● Requisitos de la tarea
(1) ¿En qué fecha circuló el primer convoy regular, según el texto sobre el ferrocarril Sulmona-Isernia?
(2) Retoma el texto sobre el ferrocarril Sulmona-Isernia y escribe su continuación a partir de la última frase.

● Texto de lectura
La ferrovía Sulmona-Isernia vio su primer convoy regular el 18 de septiembre de 1897. «Italia ya estaba unida (1860, aunque Roma se anexionó diez años después). Ahora faltaba hacerlo con las infraestructuras para evitar que esa unión fuera simplemente un concepto abstracto, ambiguo. Primero nacieron las dorsales tirrénica y adriática, ya en la costa. El problema es que había que interconectar también el interior», afirman. Es justo ahí donde se encuadra la creación de esta línea de tren, costilla de otra más grande: se creó un ferrocarril que unía Nápoles con Pescara. Abastecía servicios en zonas internas de las regiones de los Abruzos y Molise. «Antes había tractores y pasaban solo los caballos. Aquí estaba la diligencia de la familia Fiocca, de Castel di Sangro, que ofrecía servicio una vez cada dos semanas».

● Registros de origen

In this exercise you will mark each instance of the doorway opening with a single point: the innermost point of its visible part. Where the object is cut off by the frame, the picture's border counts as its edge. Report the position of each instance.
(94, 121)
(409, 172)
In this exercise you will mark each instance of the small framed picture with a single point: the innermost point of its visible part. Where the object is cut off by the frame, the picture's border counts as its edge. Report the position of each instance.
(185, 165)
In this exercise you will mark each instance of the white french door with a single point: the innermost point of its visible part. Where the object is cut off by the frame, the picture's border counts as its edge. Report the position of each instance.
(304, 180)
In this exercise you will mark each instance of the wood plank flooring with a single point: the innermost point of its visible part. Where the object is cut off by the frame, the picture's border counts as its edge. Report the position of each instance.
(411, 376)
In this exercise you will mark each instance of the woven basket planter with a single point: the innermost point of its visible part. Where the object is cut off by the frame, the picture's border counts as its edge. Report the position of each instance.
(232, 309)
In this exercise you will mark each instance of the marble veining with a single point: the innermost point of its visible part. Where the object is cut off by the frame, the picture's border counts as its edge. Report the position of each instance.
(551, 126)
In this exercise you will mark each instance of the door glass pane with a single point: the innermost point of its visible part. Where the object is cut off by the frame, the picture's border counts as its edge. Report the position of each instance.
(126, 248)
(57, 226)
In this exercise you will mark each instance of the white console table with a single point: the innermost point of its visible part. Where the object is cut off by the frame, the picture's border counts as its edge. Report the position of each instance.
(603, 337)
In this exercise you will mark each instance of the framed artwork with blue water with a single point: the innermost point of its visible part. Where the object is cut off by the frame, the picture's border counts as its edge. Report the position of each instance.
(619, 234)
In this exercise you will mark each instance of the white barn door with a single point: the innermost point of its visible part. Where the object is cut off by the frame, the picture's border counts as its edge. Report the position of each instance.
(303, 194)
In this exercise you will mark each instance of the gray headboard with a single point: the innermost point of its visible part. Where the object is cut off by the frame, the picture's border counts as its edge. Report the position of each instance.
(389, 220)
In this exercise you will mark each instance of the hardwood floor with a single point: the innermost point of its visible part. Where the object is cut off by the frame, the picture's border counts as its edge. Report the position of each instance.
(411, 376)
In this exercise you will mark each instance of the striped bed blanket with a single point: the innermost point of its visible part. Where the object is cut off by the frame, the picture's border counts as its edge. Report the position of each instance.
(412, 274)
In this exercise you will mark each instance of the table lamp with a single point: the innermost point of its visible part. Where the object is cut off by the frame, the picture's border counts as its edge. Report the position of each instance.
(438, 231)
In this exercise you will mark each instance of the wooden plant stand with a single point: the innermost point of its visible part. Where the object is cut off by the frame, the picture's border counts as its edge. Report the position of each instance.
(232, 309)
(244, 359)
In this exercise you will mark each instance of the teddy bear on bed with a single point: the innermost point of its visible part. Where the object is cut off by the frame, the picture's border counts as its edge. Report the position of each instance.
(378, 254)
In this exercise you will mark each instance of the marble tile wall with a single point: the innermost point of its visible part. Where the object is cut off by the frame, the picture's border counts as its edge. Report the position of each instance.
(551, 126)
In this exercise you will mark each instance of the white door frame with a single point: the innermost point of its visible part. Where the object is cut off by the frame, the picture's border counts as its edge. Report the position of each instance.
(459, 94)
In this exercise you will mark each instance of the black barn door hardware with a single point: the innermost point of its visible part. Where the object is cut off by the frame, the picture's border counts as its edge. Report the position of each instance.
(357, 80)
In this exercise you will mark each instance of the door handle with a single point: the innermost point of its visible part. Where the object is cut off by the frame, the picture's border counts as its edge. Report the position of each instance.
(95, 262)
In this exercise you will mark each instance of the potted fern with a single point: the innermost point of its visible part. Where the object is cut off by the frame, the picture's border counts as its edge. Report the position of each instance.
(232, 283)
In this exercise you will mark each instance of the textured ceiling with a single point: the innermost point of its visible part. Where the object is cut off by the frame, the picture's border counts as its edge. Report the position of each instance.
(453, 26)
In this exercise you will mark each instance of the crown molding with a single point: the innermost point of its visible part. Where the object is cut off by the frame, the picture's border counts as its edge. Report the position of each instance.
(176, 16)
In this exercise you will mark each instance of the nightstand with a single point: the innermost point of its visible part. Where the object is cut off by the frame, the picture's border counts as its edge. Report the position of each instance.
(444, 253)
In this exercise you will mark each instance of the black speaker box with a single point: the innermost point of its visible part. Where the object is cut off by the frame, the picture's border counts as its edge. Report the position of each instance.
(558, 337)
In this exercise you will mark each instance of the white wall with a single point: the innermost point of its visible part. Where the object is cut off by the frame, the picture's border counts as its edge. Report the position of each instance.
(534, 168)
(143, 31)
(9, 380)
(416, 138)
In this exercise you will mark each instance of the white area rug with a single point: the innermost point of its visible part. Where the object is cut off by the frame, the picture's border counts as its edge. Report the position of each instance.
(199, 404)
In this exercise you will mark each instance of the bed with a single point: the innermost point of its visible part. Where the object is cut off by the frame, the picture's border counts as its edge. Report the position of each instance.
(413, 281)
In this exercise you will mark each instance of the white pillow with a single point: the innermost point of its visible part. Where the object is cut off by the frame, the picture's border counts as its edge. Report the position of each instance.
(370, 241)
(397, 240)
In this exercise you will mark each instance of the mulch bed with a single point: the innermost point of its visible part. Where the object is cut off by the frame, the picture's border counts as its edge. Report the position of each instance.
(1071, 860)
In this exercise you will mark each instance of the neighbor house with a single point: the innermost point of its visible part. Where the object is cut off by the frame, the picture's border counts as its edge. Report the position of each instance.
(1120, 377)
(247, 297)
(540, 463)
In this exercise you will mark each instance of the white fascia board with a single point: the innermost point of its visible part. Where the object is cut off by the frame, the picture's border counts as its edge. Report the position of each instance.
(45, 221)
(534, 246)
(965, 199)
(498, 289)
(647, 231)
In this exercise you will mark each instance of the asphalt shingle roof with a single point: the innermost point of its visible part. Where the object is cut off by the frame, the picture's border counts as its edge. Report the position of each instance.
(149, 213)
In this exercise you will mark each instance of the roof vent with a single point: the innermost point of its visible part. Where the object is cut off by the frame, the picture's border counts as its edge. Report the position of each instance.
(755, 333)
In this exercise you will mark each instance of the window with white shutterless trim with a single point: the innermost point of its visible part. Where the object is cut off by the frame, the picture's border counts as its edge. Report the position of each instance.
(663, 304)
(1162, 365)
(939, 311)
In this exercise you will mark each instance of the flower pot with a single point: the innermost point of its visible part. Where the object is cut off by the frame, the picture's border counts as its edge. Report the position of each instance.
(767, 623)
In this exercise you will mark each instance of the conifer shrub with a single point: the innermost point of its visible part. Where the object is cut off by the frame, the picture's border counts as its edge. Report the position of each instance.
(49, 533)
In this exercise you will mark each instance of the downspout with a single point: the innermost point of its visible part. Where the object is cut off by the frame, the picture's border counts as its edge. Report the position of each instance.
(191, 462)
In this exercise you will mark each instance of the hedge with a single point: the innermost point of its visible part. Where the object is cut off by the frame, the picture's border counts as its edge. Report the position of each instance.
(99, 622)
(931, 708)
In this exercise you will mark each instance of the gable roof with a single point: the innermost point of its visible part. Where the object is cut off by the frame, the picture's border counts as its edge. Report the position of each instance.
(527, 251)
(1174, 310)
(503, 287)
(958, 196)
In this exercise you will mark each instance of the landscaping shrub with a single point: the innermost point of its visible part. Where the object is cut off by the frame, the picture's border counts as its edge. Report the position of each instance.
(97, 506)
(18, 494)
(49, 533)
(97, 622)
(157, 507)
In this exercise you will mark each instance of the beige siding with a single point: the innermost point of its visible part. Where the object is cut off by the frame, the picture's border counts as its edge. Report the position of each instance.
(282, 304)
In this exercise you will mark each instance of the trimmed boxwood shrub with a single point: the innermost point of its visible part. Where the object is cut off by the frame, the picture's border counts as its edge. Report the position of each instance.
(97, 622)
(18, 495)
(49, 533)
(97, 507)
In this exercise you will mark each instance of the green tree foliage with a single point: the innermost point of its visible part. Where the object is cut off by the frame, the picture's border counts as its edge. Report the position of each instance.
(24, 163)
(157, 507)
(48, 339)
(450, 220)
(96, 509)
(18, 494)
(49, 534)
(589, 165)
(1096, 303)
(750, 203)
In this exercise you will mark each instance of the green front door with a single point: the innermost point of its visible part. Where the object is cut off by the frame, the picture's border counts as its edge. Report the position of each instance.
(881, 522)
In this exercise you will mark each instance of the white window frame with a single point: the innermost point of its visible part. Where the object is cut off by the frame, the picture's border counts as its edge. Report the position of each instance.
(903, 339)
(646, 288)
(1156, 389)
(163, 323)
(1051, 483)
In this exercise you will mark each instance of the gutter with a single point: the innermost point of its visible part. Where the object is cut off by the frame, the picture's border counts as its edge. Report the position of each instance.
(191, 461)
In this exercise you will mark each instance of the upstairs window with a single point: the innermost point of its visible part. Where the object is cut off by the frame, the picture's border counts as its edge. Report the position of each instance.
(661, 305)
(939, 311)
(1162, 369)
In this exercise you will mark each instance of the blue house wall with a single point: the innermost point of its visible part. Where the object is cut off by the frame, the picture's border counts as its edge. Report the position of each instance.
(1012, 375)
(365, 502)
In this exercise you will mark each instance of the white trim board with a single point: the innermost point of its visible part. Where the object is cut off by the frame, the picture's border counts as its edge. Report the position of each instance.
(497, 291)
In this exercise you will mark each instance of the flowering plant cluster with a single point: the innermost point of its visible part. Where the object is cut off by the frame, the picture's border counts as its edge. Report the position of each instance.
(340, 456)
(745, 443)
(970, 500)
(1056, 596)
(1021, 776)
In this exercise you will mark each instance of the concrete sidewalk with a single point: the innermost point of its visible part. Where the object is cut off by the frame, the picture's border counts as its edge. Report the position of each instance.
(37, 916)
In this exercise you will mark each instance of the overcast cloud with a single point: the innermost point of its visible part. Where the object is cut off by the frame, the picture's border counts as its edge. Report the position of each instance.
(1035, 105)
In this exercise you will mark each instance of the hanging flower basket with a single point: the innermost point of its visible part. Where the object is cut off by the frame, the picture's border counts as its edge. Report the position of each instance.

● Respuestas del ejercicio
(1) El 18 de septiembre de 1897.

(2)
Se antojaba obvia la necesidad de sacar esas zonas sureñas del aislamiento tras el dibujo de la nueva Italia: sin los Borbones (dueños de los Abruzos y las Dos Sicilias) y con la pérdida de poder de la autoridad pontificia, reducido simplemente a la Ciudad del Vaticano. «El tren trajo trabajo, no solo turismo. Se inauguró casi a finales del siglo XIX con el objetivo de tocar la mayor parte de pueblos. Piensa, además, que entonces la densidad demográfica era enorme, mientras que hoy apenas vive nadie». Y quienes están hablan un dialecto en cierta manera similar al napolitano. Además, comen pizza frita con embutido picante, pinchitos de oveja y preservan esa aura noble —de piedad colectiva—, clave en la solidaridad cristiana y social de la gente pobre. De alguna manera hubo un periodo en que sí, Cristo también se detuvo allí. 

Hoy se han perdido la mayor parte de esas ínfulas espontáneas, preservadas únicamente en un paisaje que desnuda un crisol de Madre Tierra. Es ingobernable, está atrapado en el tiempo y tiene ese miedo a perder su inocencia: nieve, sol, lluvia, verde, cerdos, abejas, miel y aceite con sabor a naranja. Por no hablar del silencio, que puede cortar incluso el aire.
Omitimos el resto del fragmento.